- Text block
The NHS Commissioning Board will take over full responsibility for the NHS’s £80bn commissioning budget from April 2013. A Department of Health consultation on its first mandate is due to begin in June or July this year and will set the service’s funding and what it should deliver during that year and, very probably beyond.
It is understood that the Board fears that the government will load the NHS with a list of instructions and targets, while it is arguing for a short, ‘high level’ document which should included mainly ‘aspirations’ for improvements in outcomes. It is also likely to call for expectations of improvement in NHS outcomes framework indicators not to be set unrealistically high.
A source close to the health secretary, Andrew Lansley, said his office would resist pressure to ‘load it up with lots of non-outcomes based indicators, but recognised there were likely to be calls for requirements from across government and from interest groups. The source also said that as well as setting priorities, the DH would use the mandate to make sure the Commissioning Board was not ‘taking too much power’, for example by requiring it to pass a certain level of funding to CCGs rather than retaining it.

- Record set
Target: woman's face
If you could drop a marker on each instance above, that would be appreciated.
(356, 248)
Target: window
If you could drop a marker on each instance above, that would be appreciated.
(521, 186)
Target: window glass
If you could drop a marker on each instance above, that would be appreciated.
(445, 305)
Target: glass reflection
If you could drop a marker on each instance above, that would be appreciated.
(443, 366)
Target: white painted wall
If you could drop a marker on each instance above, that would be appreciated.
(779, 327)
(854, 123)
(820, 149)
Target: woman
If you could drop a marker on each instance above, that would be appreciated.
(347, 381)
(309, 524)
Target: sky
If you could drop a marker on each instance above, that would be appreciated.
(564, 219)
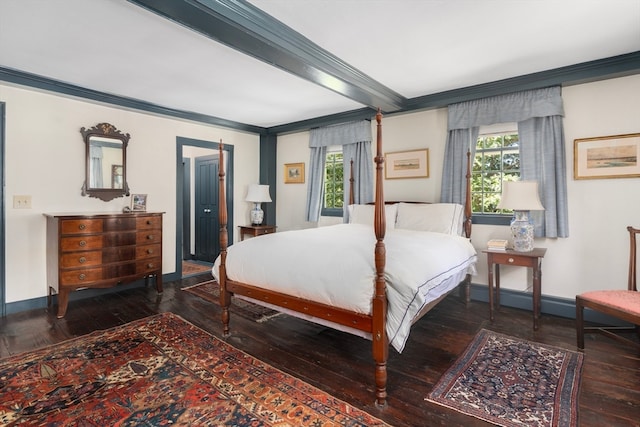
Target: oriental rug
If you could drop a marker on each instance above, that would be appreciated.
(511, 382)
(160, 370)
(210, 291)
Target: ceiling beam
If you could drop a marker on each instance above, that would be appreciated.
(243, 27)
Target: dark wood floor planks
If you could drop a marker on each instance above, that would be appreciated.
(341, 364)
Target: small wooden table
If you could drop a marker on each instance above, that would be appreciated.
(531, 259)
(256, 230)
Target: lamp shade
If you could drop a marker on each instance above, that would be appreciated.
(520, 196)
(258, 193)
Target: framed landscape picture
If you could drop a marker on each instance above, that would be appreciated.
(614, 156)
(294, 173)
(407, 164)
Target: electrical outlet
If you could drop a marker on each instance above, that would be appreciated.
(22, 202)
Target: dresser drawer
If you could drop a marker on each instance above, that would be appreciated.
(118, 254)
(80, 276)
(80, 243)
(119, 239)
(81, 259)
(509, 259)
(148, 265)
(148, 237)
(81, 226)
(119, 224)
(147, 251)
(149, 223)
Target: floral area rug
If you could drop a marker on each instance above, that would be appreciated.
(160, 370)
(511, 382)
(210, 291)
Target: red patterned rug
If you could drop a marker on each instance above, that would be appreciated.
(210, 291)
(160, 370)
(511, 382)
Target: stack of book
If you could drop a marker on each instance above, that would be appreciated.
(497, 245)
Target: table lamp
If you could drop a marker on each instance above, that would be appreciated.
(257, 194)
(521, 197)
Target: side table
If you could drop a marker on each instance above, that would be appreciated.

- Exercise 1
Decide whether each statement below agrees with the NHS mandate text. Answer yes or no for each, quoting the words of the text that settle it.
(a) The NHS Commissioning Board is to take over full responsibility for the commissioning budget from April 2013.
(b) The Board wants the mandate to be a long, detailed list of instructions and targets.
(c) The Department of Health consultation on the first mandate is due to begin in September.
- Exercise 2
Answer these questions from the NHS mandate text.
(a) What is the size of the NHS commissioning budget?
(b) Who is named as the health secretary?
(c) To whom might the Board be required to pass a certain level of funding?
- Exercise 3
Write out the stretch of the NHS mandate text from "The NHS Commissioning" through "set unrealistically high.", word for word.

- Written answer 1
(a) Yes: "will take over full responsibility for the NHS’s £80bn commissioning budget from April 2013"
(b) No: "it is arguing for a short, ‘high level’ document"
(c) No: "is due to begin in June or July this year"

- Written answer 2
(a) £80bn
(b) Andrew Lansley
(c) CCGs

- Written answer 3
The NHS Commissioning Board will take over full responsibility for the NHS’s £80bn commissioning budget from April 2013. A Department of Health consultation on its first mandate is due to begin in June or July this year and will set the service’s funding and what it should deliver during that year and, very probably beyond.
It is understood that the Board fears that the government will load the NHS with a list of instructions and targets, while it is arguing for a short, ‘high level’ document which should included mainly ‘aspirations’ for improvements in outcomes. It is also likely to call for expectations of improvement in NHS outcomes framework indicators not to be set unrealistically high.